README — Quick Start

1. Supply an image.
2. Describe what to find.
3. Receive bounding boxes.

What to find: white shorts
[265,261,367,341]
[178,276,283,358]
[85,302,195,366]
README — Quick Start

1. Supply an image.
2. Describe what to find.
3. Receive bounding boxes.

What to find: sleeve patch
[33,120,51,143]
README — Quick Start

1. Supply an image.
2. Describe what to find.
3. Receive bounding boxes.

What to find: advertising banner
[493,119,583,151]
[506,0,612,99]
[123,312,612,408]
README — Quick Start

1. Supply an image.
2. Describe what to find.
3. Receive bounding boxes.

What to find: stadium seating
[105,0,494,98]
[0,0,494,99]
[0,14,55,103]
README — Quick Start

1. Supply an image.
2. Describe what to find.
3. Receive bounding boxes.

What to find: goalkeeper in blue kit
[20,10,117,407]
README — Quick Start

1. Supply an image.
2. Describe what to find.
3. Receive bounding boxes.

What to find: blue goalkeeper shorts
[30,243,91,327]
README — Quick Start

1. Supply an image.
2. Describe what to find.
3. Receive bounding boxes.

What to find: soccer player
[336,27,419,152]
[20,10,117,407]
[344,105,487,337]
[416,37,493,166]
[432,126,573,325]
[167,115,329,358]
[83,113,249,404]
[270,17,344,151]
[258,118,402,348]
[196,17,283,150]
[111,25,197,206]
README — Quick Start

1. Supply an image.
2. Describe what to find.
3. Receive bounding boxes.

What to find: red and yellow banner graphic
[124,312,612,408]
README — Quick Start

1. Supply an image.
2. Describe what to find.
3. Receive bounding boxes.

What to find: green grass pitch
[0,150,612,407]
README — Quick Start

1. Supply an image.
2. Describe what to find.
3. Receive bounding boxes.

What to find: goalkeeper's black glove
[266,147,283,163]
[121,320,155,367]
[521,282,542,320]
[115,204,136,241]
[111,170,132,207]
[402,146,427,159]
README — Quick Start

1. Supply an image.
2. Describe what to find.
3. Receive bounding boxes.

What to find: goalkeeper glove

**WHAT TO PRODUCE:** Transcribe every entry above verbatim, from the first README heading through the last line.

**RESULT FOR THIS EXERCISE:**
README — Quick Start

1. Supply an image.
2. Describe what to find.
3. Receive bounding boxes.

What to find: white shorts
[265,261,367,341]
[178,276,283,358]
[85,302,195,366]
README — Quick Start

1. Supply an image.
2. Describe what to find.
3. Receive bounding boxes.

What to find: sleeve patch
[33,120,51,143]
README — Quick Start

1. Supply an image.
2. Describe what to find.
3. Receive bounding boxes.

What to find: advertising banner
[493,119,583,151]
[506,0,612,99]
[123,312,612,408]
README — Quick Start

1. Supply an image.
2. Describe what to find.
3. Receive bounding boxes.

What to find: stadium seating
[105,0,494,98]
[0,0,494,99]
[0,14,55,103]
README — Quick Start

1. Supply an image.
2. Describe what to find.
3. Receive bounding boxes.

What to find: goalkeeper in blue kit
[20,10,117,407]
README — Quick Start

1. Supply an image.
2. Describe what to find.
3. Receive bounding boxes.

What to find: blue goalkeeper shorts
[30,243,91,327]
README — Quick Start

1. Supply an image.
2. Describe what to find.
3. Receive bounding boxes.

What to find: soccer player
[336,27,419,152]
[20,10,117,407]
[344,105,487,337]
[416,37,493,166]
[432,126,573,325]
[167,115,329,358]
[83,113,249,404]
[270,17,344,151]
[258,118,402,348]
[196,17,283,150]
[111,25,197,206]
README — Quick Start

1. Supply an image.
2. Describe what to find.
3. Receive bounding boxes.

What to find: red and yellow banner graphic
[124,312,612,408]
README — Quick Start

1. Supply an image.
2. Describe what to find.
3. Receive bounding boxes.

What to find: green grass pitch
[0,150,612,407]
README — Quick Start

1. Supply an image.
2. Describe what to find.
3. Receive bounding boxes.

What to find: goalkeeper's black glove
[266,147,283,163]
[121,320,155,367]
[521,282,542,320]
[115,204,136,241]
[111,170,132,207]
[402,146,427,159]
README — Quick Start

1. Supply an image.
2. Describe what to find.
3. Receive bounding boxes.

What to find: goalkeeper glove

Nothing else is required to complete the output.